-- Exercise instructions --
Retype the records from their very beginning up to and including the line that contains "negative clicks: (555, 745) (558, 758)", omitting the pictures from your answer.

——

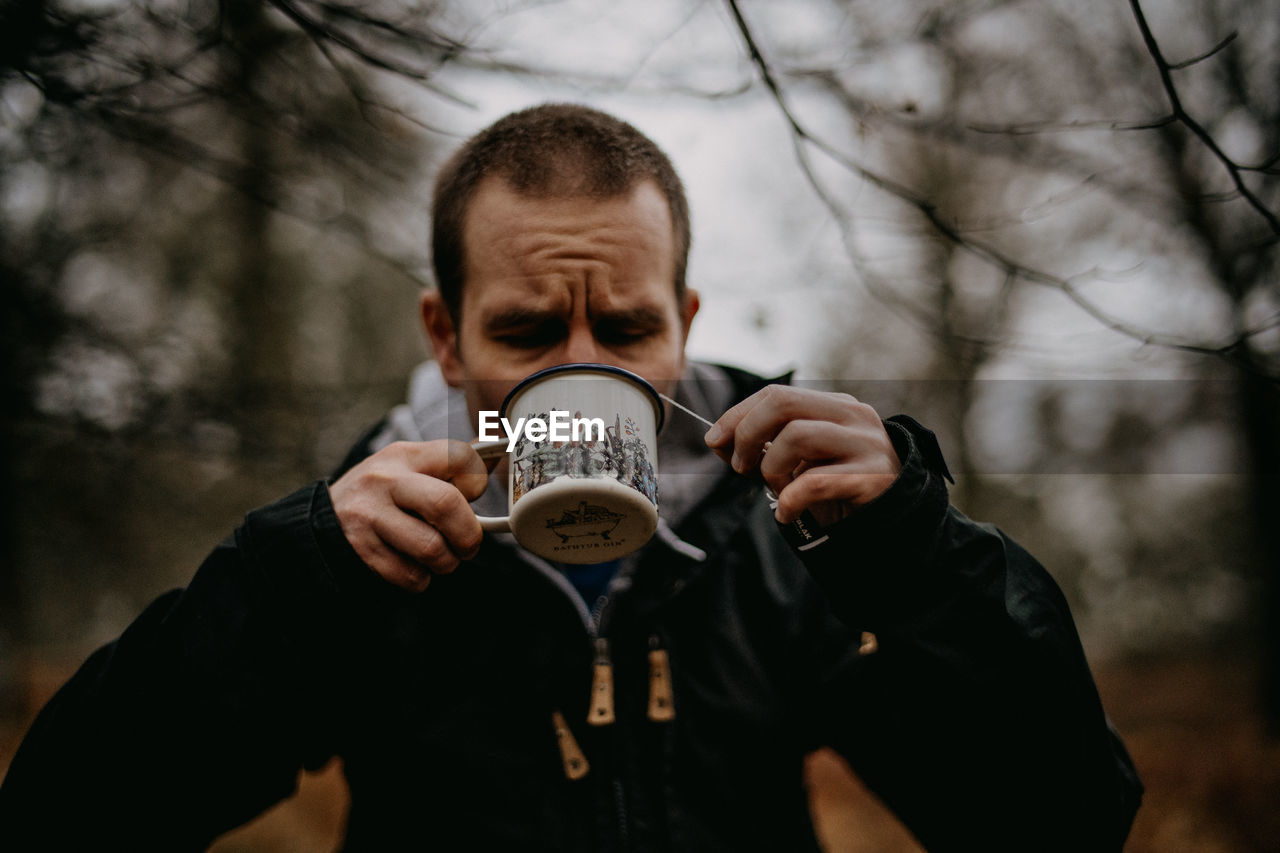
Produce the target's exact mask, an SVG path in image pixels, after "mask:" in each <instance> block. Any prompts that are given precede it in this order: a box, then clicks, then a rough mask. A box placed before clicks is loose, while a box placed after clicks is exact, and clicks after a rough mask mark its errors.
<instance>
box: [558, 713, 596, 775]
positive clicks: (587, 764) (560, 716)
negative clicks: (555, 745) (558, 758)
mask: <svg viewBox="0 0 1280 853" xmlns="http://www.w3.org/2000/svg"><path fill="white" fill-rule="evenodd" d="M552 725H553V726H556V745H558V747H559V748H561V761H562V762H563V763H564V777H566V779H568V780H570V781H577V780H579V779H581V777H582V776H585V775H586V774H588V772H589V771H590V770H591V765H589V763H588V762H586V756H585V754H582V748H581V747H579V745H577V740H575V739H573V733H572V731H570V727H568V724H567V722H564V715H563V713H561V712H559V711H552Z"/></svg>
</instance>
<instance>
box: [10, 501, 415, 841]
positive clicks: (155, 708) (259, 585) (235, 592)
mask: <svg viewBox="0 0 1280 853" xmlns="http://www.w3.org/2000/svg"><path fill="white" fill-rule="evenodd" d="M269 567H270V569H269ZM379 584H381V581H380V580H378V579H376V576H374V575H372V573H370V571H369V570H367V569H365V567H364V565H362V564H361V562H360V561H358V558H357V557H356V555H355V552H353V551H351V548H349V546H348V544H347V542H346V539H344V538H343V537H342V532H340V529H339V526H338V523H337V519H335V516H334V514H333V508H332V506H330V503H329V498H328V489H326V488H325V485H324V484H323V483H316V484H314V485H311V487H307V488H305V489H301V491H300V492H297V493H294V494H292V496H289V497H287V498H284V500H283V501H279V502H278V503H273V505H270V506H268V507H264V508H261V510H257V511H255V512H252V514H250V515H248V516H247V519H246V521H244V524H243V525H242V526H241V528H239V529H238V530H237V532H236V533H234V535H233V537H232V538H230V539H228V540H227V542H225V543H223V544H221V546H219V547H218V548H216V549H215V551H214V552H212V553H211V555H210V556H209V557H207V560H206V561H205V562H204V565H202V566H201V567H200V570H198V571H197V574H196V576H195V579H193V580H192V583H191V585H189V587H187V588H186V589H182V590H174V592H170V593H168V594H165V596H163V597H161V598H159V599H157V601H156V602H154V603H152V605H151V606H150V607H148V608H147V610H146V611H145V612H143V613H142V615H141V616H140V617H138V619H137V620H136V621H134V622H133V624H132V625H131V626H129V628H128V629H127V630H125V631H124V634H123V635H122V637H120V638H119V639H118V640H116V642H114V643H111V644H110V646H106V647H105V648H102V649H100V651H99V652H96V653H95V654H93V656H92V657H90V660H88V661H87V662H86V663H84V665H83V666H82V667H81V670H79V671H78V672H77V674H76V676H74V678H72V680H70V681H69V683H68V684H67V685H65V686H64V688H63V689H61V690H60V692H59V693H58V694H56V695H55V697H54V698H52V699H51V701H50V702H49V704H47V706H46V707H45V708H44V711H42V712H41V713H40V716H38V717H37V720H36V722H35V724H33V725H32V727H31V730H29V733H28V734H27V736H26V739H24V742H23V743H22V745H20V748H19V751H18V753H17V754H15V756H14V760H13V763H12V766H10V768H9V772H8V776H6V777H5V783H4V786H3V788H0V827H4V829H3V836H4V847H5V849H10V850H24V849H102V848H120V849H125V848H128V849H164V850H183V849H204V848H205V847H207V844H209V843H210V841H211V840H212V839H214V838H215V836H218V835H219V834H221V833H224V831H227V830H229V829H232V827H234V826H238V825H241V824H243V822H246V821H248V820H250V818H252V817H253V816H256V815H257V813H259V812H261V811H264V809H265V808H268V807H269V806H271V804H274V803H275V802H278V800H280V799H282V798H284V797H287V795H288V794H291V793H292V792H293V789H294V785H296V780H297V775H298V772H300V770H301V768H303V767H316V766H320V765H321V763H324V761H325V760H326V758H328V757H329V756H330V754H332V753H333V751H334V748H333V744H332V743H329V742H328V740H326V738H328V736H329V735H325V736H321V734H320V733H321V731H330V730H332V725H329V722H330V721H332V720H329V719H328V717H332V716H333V715H334V713H337V712H338V708H339V707H340V702H339V701H338V697H334V695H326V692H328V690H329V689H330V685H332V684H333V679H332V675H330V674H326V671H325V670H326V667H330V666H332V667H337V666H340V649H342V643H343V635H344V633H347V631H348V630H349V628H351V624H352V621H353V620H355V619H357V617H358V616H353V613H356V615H358V612H360V607H358V606H356V607H352V601H355V602H357V605H358V602H364V603H365V605H367V606H369V607H374V606H375V605H374V601H375V598H376V597H378V596H379V594H387V593H384V592H383V590H380V589H378V585H379ZM387 589H388V590H389V589H390V587H387ZM326 675H330V676H329V678H326Z"/></svg>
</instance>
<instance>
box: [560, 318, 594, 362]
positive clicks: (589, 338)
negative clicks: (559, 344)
mask: <svg viewBox="0 0 1280 853" xmlns="http://www.w3.org/2000/svg"><path fill="white" fill-rule="evenodd" d="M564 360H566V361H599V360H600V347H599V345H598V343H596V341H595V334H594V333H593V330H591V327H590V324H588V323H580V321H575V323H573V324H572V325H571V327H570V330H568V339H567V341H566V342H564Z"/></svg>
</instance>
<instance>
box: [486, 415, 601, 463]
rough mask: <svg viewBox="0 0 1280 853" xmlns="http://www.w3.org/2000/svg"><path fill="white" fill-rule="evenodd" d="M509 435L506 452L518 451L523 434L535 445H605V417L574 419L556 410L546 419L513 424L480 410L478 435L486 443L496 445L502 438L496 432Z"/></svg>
mask: <svg viewBox="0 0 1280 853" xmlns="http://www.w3.org/2000/svg"><path fill="white" fill-rule="evenodd" d="M498 427H502V429H503V430H504V432H506V433H507V452H508V453H509V452H512V451H513V450H516V442H518V441H520V437H521V435H524V437H525V438H527V439H529V441H531V442H534V443H535V444H536V443H539V442H545V441H548V439H549V441H553V442H584V441H585V442H590V441H596V442H603V441H604V419H603V418H571V416H570V414H568V412H567V411H563V410H559V409H553V410H552V411H550V414H549V415H548V416H547V418H545V419H543V418H538V416H534V418H517V419H516V423H515V424H512V423H511V421H509V420H507V419H506V418H500V416H498V412H495V411H481V412H480V419H479V421H477V424H476V435H477V437H479V438H480V441H483V442H495V441H498V439H500V438H502V435H500V434H498V432H497V429H498Z"/></svg>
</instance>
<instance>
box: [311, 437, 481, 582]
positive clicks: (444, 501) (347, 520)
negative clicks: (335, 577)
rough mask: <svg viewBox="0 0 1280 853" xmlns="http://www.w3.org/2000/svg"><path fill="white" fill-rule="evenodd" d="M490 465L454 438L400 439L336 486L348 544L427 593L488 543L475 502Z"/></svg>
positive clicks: (390, 574)
mask: <svg viewBox="0 0 1280 853" xmlns="http://www.w3.org/2000/svg"><path fill="white" fill-rule="evenodd" d="M488 479H489V478H488V470H486V469H485V464H484V462H483V461H481V460H480V456H479V455H477V453H476V452H475V450H472V448H471V447H468V446H467V444H465V443H462V442H458V441H453V439H439V441H433V442H396V443H394V444H389V446H388V447H384V448H383V450H380V451H378V452H376V453H374V455H372V456H370V457H369V459H366V460H365V461H362V462H360V464H358V465H356V466H355V467H352V469H351V470H349V471H347V473H346V474H343V475H342V478H340V479H338V482H335V483H334V484H333V485H330V487H329V496H330V500H332V501H333V508H334V511H335V512H337V515H338V523H339V524H340V525H342V532H343V534H344V535H346V537H347V542H349V543H351V546H352V547H353V548H355V549H356V553H357V555H360V558H361V560H364V561H365V564H366V565H367V566H369V567H370V569H372V570H374V571H376V573H378V574H379V575H381V576H383V578H384V579H387V580H388V581H390V583H393V584H396V585H397V587H403V588H404V589H408V590H411V592H422V590H424V589H426V587H428V584H430V583H431V575H434V574H448V573H451V571H453V570H454V569H457V567H458V564H460V562H462V561H463V560H470V558H471V557H474V556H475V555H476V551H479V548H480V540H481V537H483V533H481V532H480V523H479V521H476V515H475V512H472V510H471V506H470V501H472V500H475V498H477V497H480V494H481V493H483V492H484V489H485V485H486V484H488Z"/></svg>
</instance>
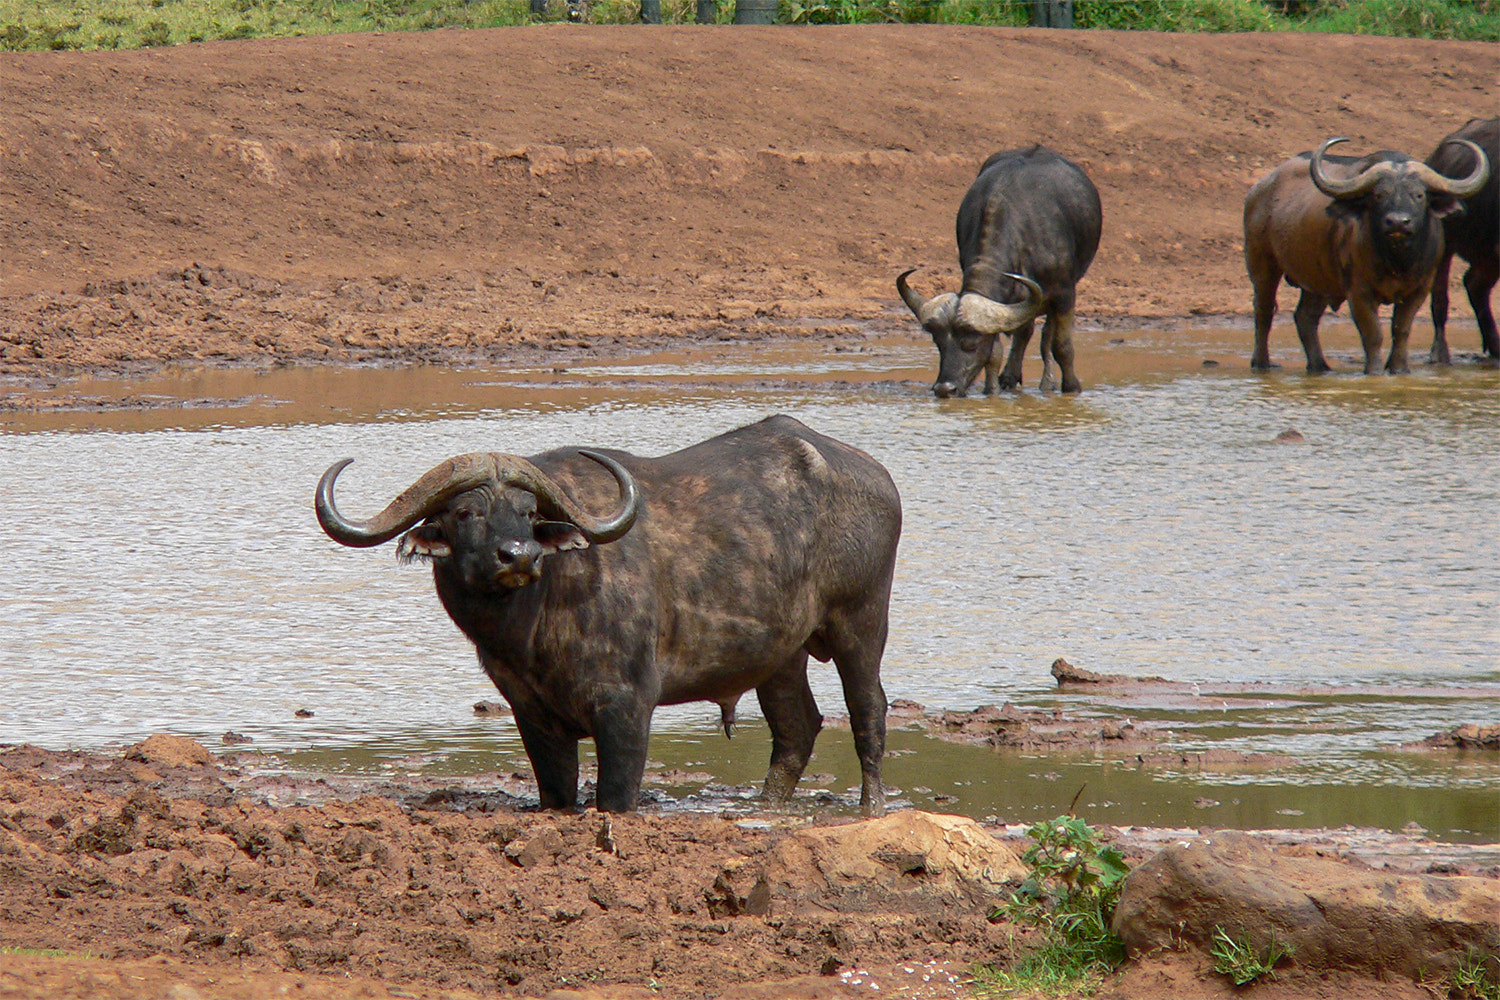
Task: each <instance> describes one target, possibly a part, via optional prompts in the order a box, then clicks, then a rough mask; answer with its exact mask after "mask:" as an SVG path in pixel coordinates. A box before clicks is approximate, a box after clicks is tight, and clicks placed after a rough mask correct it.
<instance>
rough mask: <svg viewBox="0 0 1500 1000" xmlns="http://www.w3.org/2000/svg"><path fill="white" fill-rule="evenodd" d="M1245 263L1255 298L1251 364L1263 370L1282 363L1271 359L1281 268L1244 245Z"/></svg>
mask: <svg viewBox="0 0 1500 1000" xmlns="http://www.w3.org/2000/svg"><path fill="white" fill-rule="evenodd" d="M1245 265H1247V268H1248V270H1250V286H1251V289H1253V291H1254V298H1256V349H1254V351H1253V352H1251V355H1250V367H1253V369H1259V370H1265V369H1274V367H1281V366H1280V364H1272V363H1271V321H1272V319H1275V316H1277V288H1278V286H1280V285H1281V270H1280V268H1278V267H1277V265H1275V262H1274V261H1272V259H1271V258H1269V256H1265V255H1259V253H1253V252H1251V250H1248V249H1247V252H1245Z"/></svg>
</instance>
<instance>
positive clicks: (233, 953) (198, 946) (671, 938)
mask: <svg viewBox="0 0 1500 1000" xmlns="http://www.w3.org/2000/svg"><path fill="white" fill-rule="evenodd" d="M243 763H248V759H246V760H240V759H237V757H236V754H233V753H231V754H225V756H222V757H214V756H213V754H210V753H208V751H207V750H205V748H204V747H201V745H198V744H195V742H192V741H187V739H181V738H174V736H153V738H150V739H148V741H144V742H142V744H136V745H135V747H132V748H129V750H127V751H124V753H123V754H120V753H113V754H107V753H49V751H45V750H37V748H33V747H10V748H0V943H3V945H5V949H0V997H6V999H26V1000H40V999H43V997H45V999H46V1000H57V999H60V997H80V999H87V1000H147V999H150V1000H156V999H159V997H171V999H172V1000H195V999H207V997H222V999H225V1000H261V999H270V997H284V996H299V997H308V999H311V1000H318V999H330V1000H332V999H335V997H338V999H344V997H434V999H435V997H450V999H452V1000H466V999H469V997H478V996H507V997H540V996H546V997H552V999H553V1000H649V999H652V997H673V999H682V1000H688V999H691V1000H696V999H699V997H721V999H724V1000H772V999H774V1000H832V999H835V997H882V996H897V997H929V999H932V997H945V999H957V997H966V996H971V994H969V991H968V988H966V982H968V981H969V973H971V969H972V966H974V964H975V963H1001V964H1004V963H1005V961H1007V960H1010V958H1013V957H1014V955H1016V949H1017V948H1019V946H1023V945H1025V942H1026V940H1028V934H1029V931H1028V930H1026V928H1022V927H1016V925H1011V924H1007V922H1004V921H999V922H996V921H992V919H989V912H990V909H992V907H993V906H995V904H996V903H998V901H1001V900H1004V898H1005V892H1008V889H1010V888H1011V886H1014V885H1016V882H1017V880H1019V879H1020V877H1022V874H1025V868H1023V867H1022V865H1020V862H1019V861H1017V855H1019V853H1020V852H1022V850H1023V847H1025V843H1023V841H1025V838H1023V837H1020V834H1019V832H1017V831H1011V829H1005V828H989V829H981V828H980V826H978V825H977V823H974V822H972V820H966V819H960V817H933V816H930V814H922V813H901V814H897V816H892V817H888V820H885V822H882V823H879V825H870V823H850V817H847V816H837V814H822V816H817V814H805V813H801V814H799V813H771V814H759V816H742V814H741V816H735V817H727V816H724V817H720V816H703V814H681V813H676V814H670V813H660V811H646V813H642V814H636V816H615V817H609V816H601V814H598V813H594V811H588V813H580V814H555V813H553V814H546V813H534V811H526V810H523V808H519V802H520V799H516V798H511V796H508V795H505V793H502V792H471V790H465V789H460V787H453V786H447V787H434V786H432V784H431V781H428V780H422V778H393V780H390V781H384V783H381V786H380V789H378V792H375V790H366V792H365V793H363V795H348V793H347V789H345V790H344V792H345V793H341V789H339V783H327V781H321V780H317V778H294V777H288V775H257V774H255V772H254V771H242V769H240V765H243ZM273 792H275V795H273ZM532 795H534V792H532ZM273 799H276V801H281V802H285V805H275V804H273ZM1104 835H1106V837H1107V838H1112V840H1113V841H1115V843H1116V846H1119V847H1121V849H1122V850H1124V852H1125V855H1127V858H1128V861H1130V862H1131V864H1133V865H1134V864H1140V862H1143V861H1146V859H1148V858H1151V856H1154V855H1157V852H1158V850H1161V849H1163V847H1167V846H1169V844H1170V843H1175V841H1178V840H1182V838H1193V837H1194V834H1193V832H1190V831H1175V832H1173V831H1104ZM1263 843H1265V844H1266V846H1268V847H1269V849H1271V850H1274V852H1275V853H1277V855H1278V856H1284V858H1323V859H1343V861H1344V862H1346V864H1344V865H1334V868H1331V870H1329V868H1326V867H1325V877H1346V876H1349V874H1350V873H1358V871H1361V870H1367V871H1368V870H1370V865H1377V867H1388V862H1386V861H1382V855H1380V852H1382V850H1394V852H1395V853H1392V855H1389V856H1388V858H1389V867H1391V868H1395V870H1400V871H1410V873H1428V874H1427V876H1425V879H1427V880H1428V883H1430V885H1431V892H1436V894H1439V897H1440V895H1442V885H1439V883H1440V882H1442V879H1445V877H1449V876H1452V877H1464V876H1485V877H1490V879H1493V876H1494V871H1493V870H1491V868H1488V867H1490V865H1493V859H1491V861H1487V859H1485V856H1484V855H1482V853H1481V855H1475V856H1473V858H1470V859H1469V861H1466V859H1464V856H1463V855H1461V853H1455V855H1449V856H1445V859H1443V864H1442V865H1436V864H1430V862H1428V861H1424V859H1422V855H1424V850H1422V846H1421V844H1415V843H1410V838H1392V840H1388V843H1385V844H1383V846H1380V844H1376V843H1373V841H1371V840H1368V838H1365V840H1364V841H1362V840H1361V837H1359V832H1355V831H1346V832H1343V834H1338V832H1334V834H1329V832H1308V831H1304V832H1301V835H1296V837H1287V838H1275V837H1265V838H1263ZM1428 847H1431V844H1428ZM1491 855H1493V852H1491ZM1475 859H1479V864H1478V865H1476V864H1472V862H1473V861H1475ZM1413 865H1415V867H1413ZM1329 873H1332V874H1329ZM1433 873H1442V874H1433ZM1433 879H1436V880H1437V882H1431V880H1433ZM1469 882H1470V883H1475V882H1478V880H1475V879H1470V880H1469ZM1424 885H1427V883H1424ZM1455 885H1457V883H1455ZM1466 885H1467V883H1466ZM1280 975H1281V978H1283V981H1281V982H1280V984H1269V985H1257V996H1260V994H1265V996H1269V997H1274V999H1281V1000H1304V999H1310V997H1331V996H1344V997H1349V996H1359V997H1367V999H1370V1000H1395V999H1398V997H1400V999H1412V1000H1415V999H1419V997H1427V996H1428V994H1427V993H1424V991H1422V988H1421V987H1418V985H1416V984H1413V982H1412V981H1410V979H1404V981H1403V979H1401V978H1400V976H1397V978H1392V981H1391V982H1374V981H1371V979H1368V972H1364V973H1361V972H1359V970H1353V969H1338V967H1308V969H1304V967H1289V969H1283V970H1281V972H1280ZM1101 996H1107V997H1115V999H1116V1000H1121V999H1124V997H1130V999H1131V1000H1167V999H1169V997H1172V999H1176V997H1184V996H1194V997H1212V999H1217V997H1230V996H1236V994H1235V991H1233V990H1232V988H1230V987H1229V981H1227V979H1224V978H1223V976H1214V975H1211V973H1209V972H1208V969H1206V967H1205V964H1203V960H1202V957H1200V955H1194V954H1188V952H1187V951H1182V952H1181V954H1179V952H1178V951H1169V952H1166V954H1160V955H1151V957H1149V958H1146V960H1142V961H1139V963H1136V964H1133V966H1131V967H1128V969H1127V970H1125V973H1124V975H1122V976H1121V978H1119V979H1116V981H1112V984H1109V987H1107V988H1106V991H1104V993H1103V994H1101Z"/></svg>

——

-- Written answer --
Produce the target's exact mask, an SVG path in image pixels, after "mask:" in each <instance> block. Any prompts that are given precede it in this order: a box, then clicks, then a rough mask. A box placed before clicks is loose, while a box placed after clicks is exact, and clicks after a rough mask mark its errors.
<instance>
box: [558, 713, 596, 775]
positive clicks: (587, 764) (560, 716)
negative clicks: (555, 745) (558, 758)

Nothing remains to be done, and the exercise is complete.